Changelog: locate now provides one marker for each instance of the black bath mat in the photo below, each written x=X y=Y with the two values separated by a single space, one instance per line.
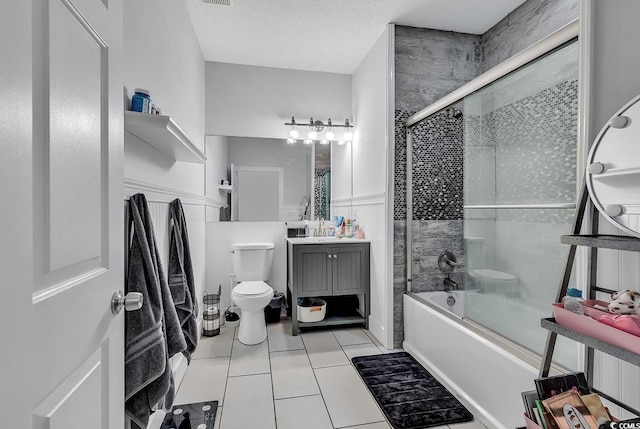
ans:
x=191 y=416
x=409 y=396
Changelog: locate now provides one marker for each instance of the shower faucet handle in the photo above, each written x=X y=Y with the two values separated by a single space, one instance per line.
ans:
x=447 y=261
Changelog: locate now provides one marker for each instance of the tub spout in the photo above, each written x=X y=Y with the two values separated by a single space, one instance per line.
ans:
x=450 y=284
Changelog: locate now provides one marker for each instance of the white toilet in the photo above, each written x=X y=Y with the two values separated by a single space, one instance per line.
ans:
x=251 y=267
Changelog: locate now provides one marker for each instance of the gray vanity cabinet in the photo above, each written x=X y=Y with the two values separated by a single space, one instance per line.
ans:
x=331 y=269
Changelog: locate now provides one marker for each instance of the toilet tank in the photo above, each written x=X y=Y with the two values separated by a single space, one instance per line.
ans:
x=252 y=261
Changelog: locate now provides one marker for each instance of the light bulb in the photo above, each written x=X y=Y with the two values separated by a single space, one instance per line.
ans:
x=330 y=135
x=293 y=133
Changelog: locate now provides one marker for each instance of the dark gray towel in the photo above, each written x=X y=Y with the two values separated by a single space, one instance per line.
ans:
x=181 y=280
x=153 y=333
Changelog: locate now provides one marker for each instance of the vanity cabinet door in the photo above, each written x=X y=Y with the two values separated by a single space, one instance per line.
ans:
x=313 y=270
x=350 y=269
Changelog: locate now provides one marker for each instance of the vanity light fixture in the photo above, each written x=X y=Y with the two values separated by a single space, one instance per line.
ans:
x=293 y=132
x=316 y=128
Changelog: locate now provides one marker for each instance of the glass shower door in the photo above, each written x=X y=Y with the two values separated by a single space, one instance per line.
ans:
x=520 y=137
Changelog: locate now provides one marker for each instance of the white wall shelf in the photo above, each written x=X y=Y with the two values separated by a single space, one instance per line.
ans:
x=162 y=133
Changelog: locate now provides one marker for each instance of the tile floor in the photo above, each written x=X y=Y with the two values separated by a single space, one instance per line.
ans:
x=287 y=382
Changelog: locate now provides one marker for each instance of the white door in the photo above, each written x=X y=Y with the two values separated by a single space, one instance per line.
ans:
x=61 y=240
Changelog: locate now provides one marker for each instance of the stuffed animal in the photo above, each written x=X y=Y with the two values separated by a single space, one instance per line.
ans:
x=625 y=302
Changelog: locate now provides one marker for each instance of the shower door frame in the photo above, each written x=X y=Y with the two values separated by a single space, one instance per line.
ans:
########################################
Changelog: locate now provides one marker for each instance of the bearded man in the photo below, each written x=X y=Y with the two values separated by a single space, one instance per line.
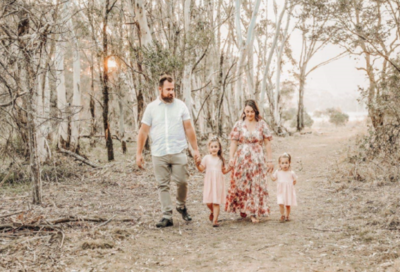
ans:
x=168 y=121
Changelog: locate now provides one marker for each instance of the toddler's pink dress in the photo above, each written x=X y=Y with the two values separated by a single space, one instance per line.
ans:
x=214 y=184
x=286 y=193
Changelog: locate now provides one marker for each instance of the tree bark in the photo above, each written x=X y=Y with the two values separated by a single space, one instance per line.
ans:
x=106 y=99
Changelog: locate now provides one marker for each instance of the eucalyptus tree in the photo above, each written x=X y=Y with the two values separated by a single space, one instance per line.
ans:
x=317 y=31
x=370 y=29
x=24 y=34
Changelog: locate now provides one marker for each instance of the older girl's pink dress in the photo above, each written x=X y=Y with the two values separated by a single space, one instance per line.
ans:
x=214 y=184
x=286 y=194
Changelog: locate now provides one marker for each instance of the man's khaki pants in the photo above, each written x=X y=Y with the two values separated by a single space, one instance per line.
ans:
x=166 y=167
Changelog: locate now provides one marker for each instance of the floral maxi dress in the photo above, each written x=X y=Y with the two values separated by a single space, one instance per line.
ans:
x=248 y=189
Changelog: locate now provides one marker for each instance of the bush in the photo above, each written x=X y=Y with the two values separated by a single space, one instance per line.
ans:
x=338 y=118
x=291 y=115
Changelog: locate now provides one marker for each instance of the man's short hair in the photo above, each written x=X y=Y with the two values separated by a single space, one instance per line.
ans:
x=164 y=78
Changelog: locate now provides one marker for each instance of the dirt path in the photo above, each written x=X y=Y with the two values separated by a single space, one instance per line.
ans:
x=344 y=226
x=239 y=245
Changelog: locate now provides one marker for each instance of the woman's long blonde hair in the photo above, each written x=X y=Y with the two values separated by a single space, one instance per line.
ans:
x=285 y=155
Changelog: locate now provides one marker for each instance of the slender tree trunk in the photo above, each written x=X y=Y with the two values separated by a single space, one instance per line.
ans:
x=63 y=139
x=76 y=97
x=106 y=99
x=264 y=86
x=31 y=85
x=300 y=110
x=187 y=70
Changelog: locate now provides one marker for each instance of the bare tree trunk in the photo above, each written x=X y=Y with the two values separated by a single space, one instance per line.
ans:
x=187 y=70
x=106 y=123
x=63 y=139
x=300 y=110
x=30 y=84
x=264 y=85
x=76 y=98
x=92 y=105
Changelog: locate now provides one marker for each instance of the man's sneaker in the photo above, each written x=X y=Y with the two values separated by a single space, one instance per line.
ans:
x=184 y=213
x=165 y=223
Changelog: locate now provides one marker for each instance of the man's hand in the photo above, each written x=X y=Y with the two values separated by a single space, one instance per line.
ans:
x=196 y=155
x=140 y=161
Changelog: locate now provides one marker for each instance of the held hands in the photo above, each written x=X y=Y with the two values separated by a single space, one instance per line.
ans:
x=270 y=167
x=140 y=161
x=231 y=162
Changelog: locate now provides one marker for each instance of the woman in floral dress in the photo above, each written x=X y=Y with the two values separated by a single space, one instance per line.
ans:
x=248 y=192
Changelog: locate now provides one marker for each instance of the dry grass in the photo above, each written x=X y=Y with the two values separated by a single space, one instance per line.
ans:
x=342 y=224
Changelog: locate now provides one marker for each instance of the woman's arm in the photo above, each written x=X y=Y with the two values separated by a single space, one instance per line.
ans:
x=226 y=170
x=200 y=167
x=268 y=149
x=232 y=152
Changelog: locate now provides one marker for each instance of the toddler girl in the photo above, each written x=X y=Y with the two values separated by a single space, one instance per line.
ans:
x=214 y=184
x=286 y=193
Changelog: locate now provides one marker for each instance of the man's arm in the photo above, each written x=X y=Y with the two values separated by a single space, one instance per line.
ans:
########################################
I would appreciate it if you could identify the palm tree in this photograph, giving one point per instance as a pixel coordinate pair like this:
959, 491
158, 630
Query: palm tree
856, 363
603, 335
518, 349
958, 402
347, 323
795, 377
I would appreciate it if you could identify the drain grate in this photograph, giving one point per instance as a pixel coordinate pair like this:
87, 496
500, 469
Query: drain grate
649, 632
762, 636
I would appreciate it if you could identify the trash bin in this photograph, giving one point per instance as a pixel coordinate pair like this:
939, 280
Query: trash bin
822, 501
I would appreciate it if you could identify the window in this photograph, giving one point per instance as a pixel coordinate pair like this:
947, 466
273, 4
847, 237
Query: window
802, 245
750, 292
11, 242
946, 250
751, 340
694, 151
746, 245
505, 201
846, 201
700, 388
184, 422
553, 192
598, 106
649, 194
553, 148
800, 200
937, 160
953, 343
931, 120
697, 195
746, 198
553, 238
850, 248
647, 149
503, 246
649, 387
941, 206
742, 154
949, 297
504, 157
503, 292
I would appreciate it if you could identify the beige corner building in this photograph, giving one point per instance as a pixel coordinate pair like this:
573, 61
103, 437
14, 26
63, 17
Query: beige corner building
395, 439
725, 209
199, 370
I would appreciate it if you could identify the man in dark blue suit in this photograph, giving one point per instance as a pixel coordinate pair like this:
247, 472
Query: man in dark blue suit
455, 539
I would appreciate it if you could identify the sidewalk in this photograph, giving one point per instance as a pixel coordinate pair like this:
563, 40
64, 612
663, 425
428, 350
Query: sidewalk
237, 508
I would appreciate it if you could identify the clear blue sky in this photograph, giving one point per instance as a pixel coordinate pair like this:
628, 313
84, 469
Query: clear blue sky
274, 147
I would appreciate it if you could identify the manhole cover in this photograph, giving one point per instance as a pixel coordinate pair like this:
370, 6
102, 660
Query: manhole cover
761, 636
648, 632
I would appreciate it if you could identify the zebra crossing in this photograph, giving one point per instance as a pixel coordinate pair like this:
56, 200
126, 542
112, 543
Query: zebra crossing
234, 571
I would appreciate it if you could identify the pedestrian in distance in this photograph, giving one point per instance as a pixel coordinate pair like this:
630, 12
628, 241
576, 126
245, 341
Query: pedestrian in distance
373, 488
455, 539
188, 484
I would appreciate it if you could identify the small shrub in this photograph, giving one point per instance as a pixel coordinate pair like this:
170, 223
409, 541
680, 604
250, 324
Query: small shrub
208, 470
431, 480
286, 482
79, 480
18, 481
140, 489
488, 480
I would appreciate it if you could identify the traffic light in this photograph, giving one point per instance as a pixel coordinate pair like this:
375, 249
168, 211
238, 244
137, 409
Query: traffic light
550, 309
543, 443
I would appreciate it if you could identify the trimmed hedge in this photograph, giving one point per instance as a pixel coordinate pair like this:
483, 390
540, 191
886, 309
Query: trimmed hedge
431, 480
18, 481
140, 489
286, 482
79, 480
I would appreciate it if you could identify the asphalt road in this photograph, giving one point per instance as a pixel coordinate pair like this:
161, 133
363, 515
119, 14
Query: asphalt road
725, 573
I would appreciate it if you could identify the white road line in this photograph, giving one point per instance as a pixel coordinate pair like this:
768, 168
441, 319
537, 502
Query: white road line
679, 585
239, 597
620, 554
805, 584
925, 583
########################################
### Goal of the exercise
Please state how many lines in the records above hold the word "gray", giving only the number.

### Solution for this task
2